- **読む文章**
▽

図3は、本発明の複合撚線1の製造方法の一実施態様を示す概略説明図である。
【0056】
図3に示されるように、アルミニウムめっきステンレス鋼線2は、供給ボビン4から供給され、アルミニウム素線3は、供給ボビン5から供給される。
【0057】
図3に示される実施態様では、本発明の複合撚線1の中心部を構成する中心素線として1本のアルミニウムめっきステンレス鋼線2が供給ボビン4から供給されている。また、中心素線を包囲する周辺素線として6本のアルミニウム素線3が各供給ボビン5から送り出され、アルミニウムめっきステンレス鋼線2の周囲に供給されている。アルミニウムめっきステンレス鋼線2とアルミニウム素線3とを例えば矢印A方向に捻りながら矢印B方向に搬送することにより、複合撚線1を製造することができる。
【0058】
以上のようにして製造された複合撚線1は、
図1に示される断面形状を有するが、本発明は、当該断面形状のみに限定されるものではない。
【0059】
図1に示される複合撚線以外の他の断面形状を有する複合撚線としては、例えば、
図4に示される断面形状を有する複合撚線1が挙げられる。
図4において、(a)〜(i)は、それぞれ、本発明の他の実施態様の複合撚線の概略断面図である。
【0060】
図4(a)〜(d)には、それぞれ、最外周に配置されている素線がいずれもアルミニウム素線3であり、アルミニウムめっきステンレス鋼線2がアルミニウム素線3のみと接している複合撚線1の断面が示されている。
【0061】
図4(e)および(f)には、それぞれ、最外周に配置されている素線がいずれもアルミニウム素線3であり、アルミニウムめっきステンレス鋼線2同士が接している複合撚線1の断面図が示されている。
【0062】
また、
図4(g)〜(i)には、それぞれ、アルミニウムめっきステンレス鋼線2が最外周に配置され、すべてのアルミニウムめっきステンレス鋼線2がアルミニウム素線3のみと接している複合撚線1の断面図が示されている。
【0063】
図4(a)〜(i)に示される実施態様のなかでは、
図4(a)〜(d)に示されるように、アルミニウムめっきステンレス鋼線2がアルミニウム素線3のみと接していることが、端子(図示せず)に圧着したときに本発明の複合撚線1を端子に密着させるとともに、アルミニウムめっきステンレス鋼線2とアルミニウム素線との密着性を高め、本発明の複合撚線1の引張強度を向上させる観点から好ましい。

△

- **提供された記録**
▽

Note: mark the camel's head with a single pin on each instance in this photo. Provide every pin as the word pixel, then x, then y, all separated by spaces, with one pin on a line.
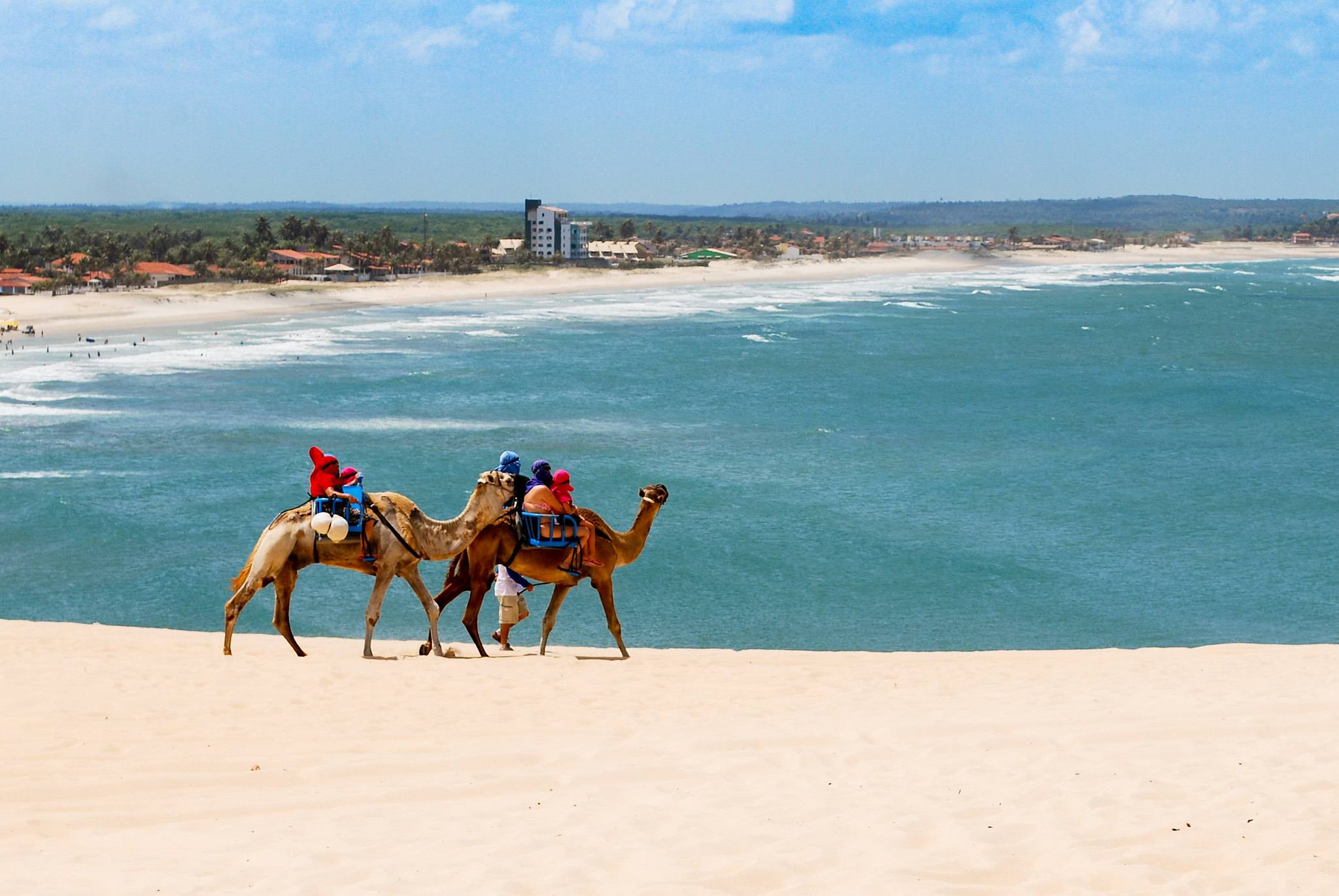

△
▽

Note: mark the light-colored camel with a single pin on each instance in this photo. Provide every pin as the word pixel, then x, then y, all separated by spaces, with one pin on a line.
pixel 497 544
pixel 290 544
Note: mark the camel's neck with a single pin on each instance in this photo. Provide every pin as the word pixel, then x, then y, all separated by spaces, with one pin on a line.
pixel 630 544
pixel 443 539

△
▽

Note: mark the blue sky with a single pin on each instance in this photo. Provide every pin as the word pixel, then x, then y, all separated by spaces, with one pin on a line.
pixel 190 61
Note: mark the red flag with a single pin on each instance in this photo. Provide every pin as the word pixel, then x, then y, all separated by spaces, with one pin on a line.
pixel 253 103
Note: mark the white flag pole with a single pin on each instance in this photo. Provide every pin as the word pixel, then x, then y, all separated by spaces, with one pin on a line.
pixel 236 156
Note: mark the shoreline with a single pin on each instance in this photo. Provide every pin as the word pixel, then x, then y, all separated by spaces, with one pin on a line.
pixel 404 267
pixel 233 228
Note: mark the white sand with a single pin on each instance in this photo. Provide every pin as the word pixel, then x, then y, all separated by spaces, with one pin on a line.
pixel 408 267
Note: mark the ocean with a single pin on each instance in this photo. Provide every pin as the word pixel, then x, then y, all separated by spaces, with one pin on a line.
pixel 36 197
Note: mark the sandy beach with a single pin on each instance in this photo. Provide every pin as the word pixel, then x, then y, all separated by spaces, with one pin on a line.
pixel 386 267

△

複合撚線についての文章のうち、「図3は、本発明の複合撚線1の製造方法の一実施態様を示す概略説明図である。」を含む語句から始めて「撚線1の断面が示されている。」の後で止め、その部分を一字一句書き写すこと。

図3は、本発明の複合撚線1の製造方法の一実施態様を示す概略説明図である。
【0056】
図3に示されるように、アルミニウムめっきステンレス鋼線2は、供給ボビン4から供給され、アルミニウム素線3は、供給ボビン5から供給される。
【0057】
図3に示される実施態様では、本発明の複合撚線1の中心部を構成する中心素線として1本のアルミニウムめっきステンレス鋼線2が供給ボビン4から供給されている。また、中心素線を包囲する周辺素線として6本のアルミニウム素線3が各供給ボビン5から送り出され、アルミニウムめっきステンレス鋼線2の周囲に供給されている。アルミニウムめっきステンレス鋼線2とアルミニウム素線3とを例えば矢印A方向に捻りながら矢印B方向に搬送することにより、複合撚線1を製造することができる。
【0058】
以上のようにして製造された複合撚線1は、
図1に示される断面形状を有するが、本発明は、当該断面形状のみに限定されるものではない。
【0059】
図1に示される複合撚線以外の他の断面形状を有する複合撚線としては、例えば、
図4に示される断面形状を有する複合撚線1が挙げられる。
図4において、(a)〜(i)は、それぞれ、本発明の他の実施態様の複合撚線の概略断面図である。
【0060】
図4(a)〜(d)には、それぞれ、最外周に配置されている素線がいずれもアルミニウム素線3であり、アルミニウムめっきステンレス鋼線2がアルミニウム素線3のみと接している複合撚線1の断面が示されている。